*** Material for this exercise ***

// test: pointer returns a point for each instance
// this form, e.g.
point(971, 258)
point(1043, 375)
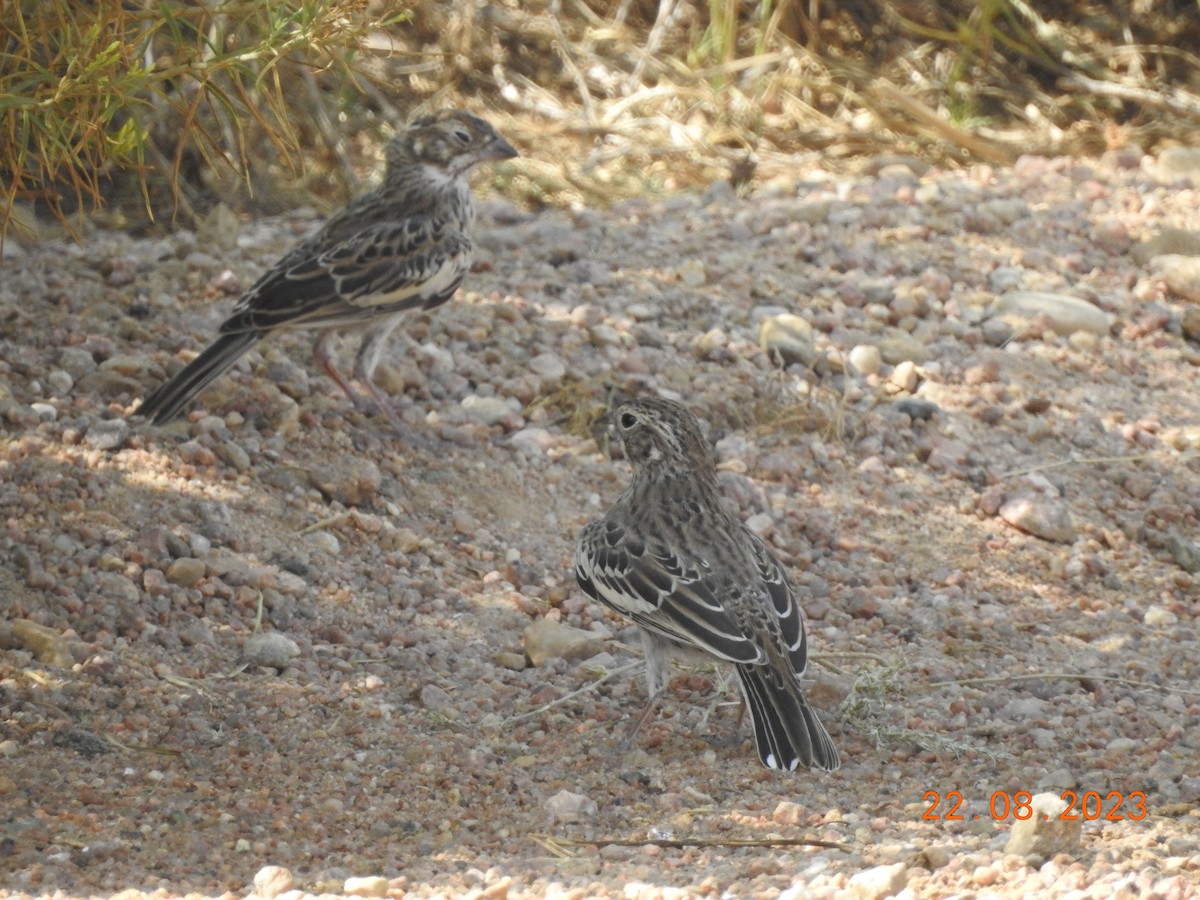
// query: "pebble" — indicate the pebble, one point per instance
point(904, 377)
point(351, 480)
point(900, 347)
point(107, 433)
point(1044, 834)
point(47, 645)
point(1179, 162)
point(865, 359)
point(270, 881)
point(1181, 275)
point(185, 571)
point(568, 807)
point(880, 882)
point(787, 339)
point(1041, 516)
point(366, 886)
point(270, 649)
point(1063, 312)
point(1168, 241)
point(487, 411)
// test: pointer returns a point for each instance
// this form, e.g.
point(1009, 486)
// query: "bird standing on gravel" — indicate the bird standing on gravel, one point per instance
point(406, 245)
point(672, 558)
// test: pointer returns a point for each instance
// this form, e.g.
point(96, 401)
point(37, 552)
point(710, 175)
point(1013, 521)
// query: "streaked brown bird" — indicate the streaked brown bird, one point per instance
point(671, 557)
point(406, 245)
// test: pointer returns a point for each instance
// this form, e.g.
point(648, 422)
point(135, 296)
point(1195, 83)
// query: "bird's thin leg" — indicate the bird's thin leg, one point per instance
point(321, 352)
point(627, 742)
point(324, 358)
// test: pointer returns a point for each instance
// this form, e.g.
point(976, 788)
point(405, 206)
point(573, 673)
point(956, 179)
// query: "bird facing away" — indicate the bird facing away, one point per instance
point(406, 245)
point(671, 557)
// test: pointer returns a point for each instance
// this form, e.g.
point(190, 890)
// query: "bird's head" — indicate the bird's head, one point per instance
point(663, 437)
point(451, 141)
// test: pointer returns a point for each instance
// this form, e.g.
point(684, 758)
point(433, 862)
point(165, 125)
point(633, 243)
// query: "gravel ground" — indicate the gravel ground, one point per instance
point(978, 459)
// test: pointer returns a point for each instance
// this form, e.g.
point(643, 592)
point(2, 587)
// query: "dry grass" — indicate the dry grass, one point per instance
point(280, 103)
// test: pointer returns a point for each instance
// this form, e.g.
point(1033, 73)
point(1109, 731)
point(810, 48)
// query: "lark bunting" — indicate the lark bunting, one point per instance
point(671, 557)
point(406, 245)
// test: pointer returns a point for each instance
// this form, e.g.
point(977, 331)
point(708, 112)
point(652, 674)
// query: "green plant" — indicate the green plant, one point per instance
point(90, 89)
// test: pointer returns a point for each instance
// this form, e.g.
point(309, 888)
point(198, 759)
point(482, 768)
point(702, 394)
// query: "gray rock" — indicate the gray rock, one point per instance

*** End of Material for this exercise ***

Only the lines from the line with "point(684, 758)" to the final line of the entries are to be returned, each exactly as written, both ends included.

point(684, 758)
point(433, 862)
point(165, 125)
point(633, 243)
// query: "gravel ground" — indicate the gravel ground, one point per instance
point(978, 459)
// test: pointer returns a point for each instance
// this form, e.g.
point(643, 592)
point(2, 587)
// query: "dry grass" — indicate the dry grass, one point per instance
point(280, 103)
// test: pointer returns a point for each instance
// this form, e.g.
point(1033, 73)
point(1109, 731)
point(810, 48)
// query: "lark bunting" — indicate the lark bunting, one point per instance
point(671, 557)
point(406, 245)
// test: pointer returns a point for each instance
// this form, e.g.
point(977, 331)
point(708, 112)
point(652, 674)
// query: "green plant" — indicate the green plant, one point per instance
point(90, 89)
// test: pointer returns a point for each instance
// this form, e.g.
point(309, 888)
point(198, 759)
point(482, 768)
point(702, 394)
// query: "gray rock" — indicate the gray rock, one point per instance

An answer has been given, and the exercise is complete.